* _Task to complete_
Present the following entries again, word for word and in full.

* _Material shown_
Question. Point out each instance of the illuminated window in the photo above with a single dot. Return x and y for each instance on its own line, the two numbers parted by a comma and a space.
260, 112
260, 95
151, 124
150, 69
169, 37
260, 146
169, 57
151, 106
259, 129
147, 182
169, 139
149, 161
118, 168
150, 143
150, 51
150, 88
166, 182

* _Exercise solution_
Question. Point out each instance of the illuminated window in the photo above with a single dot. Return x and y for each instance on its own line, the two numbers parted by a comma and a space.
260, 112
260, 95
151, 124
150, 69
169, 37
260, 146
169, 57
151, 106
259, 129
147, 182
169, 139
149, 161
118, 168
150, 143
150, 51
150, 88
166, 182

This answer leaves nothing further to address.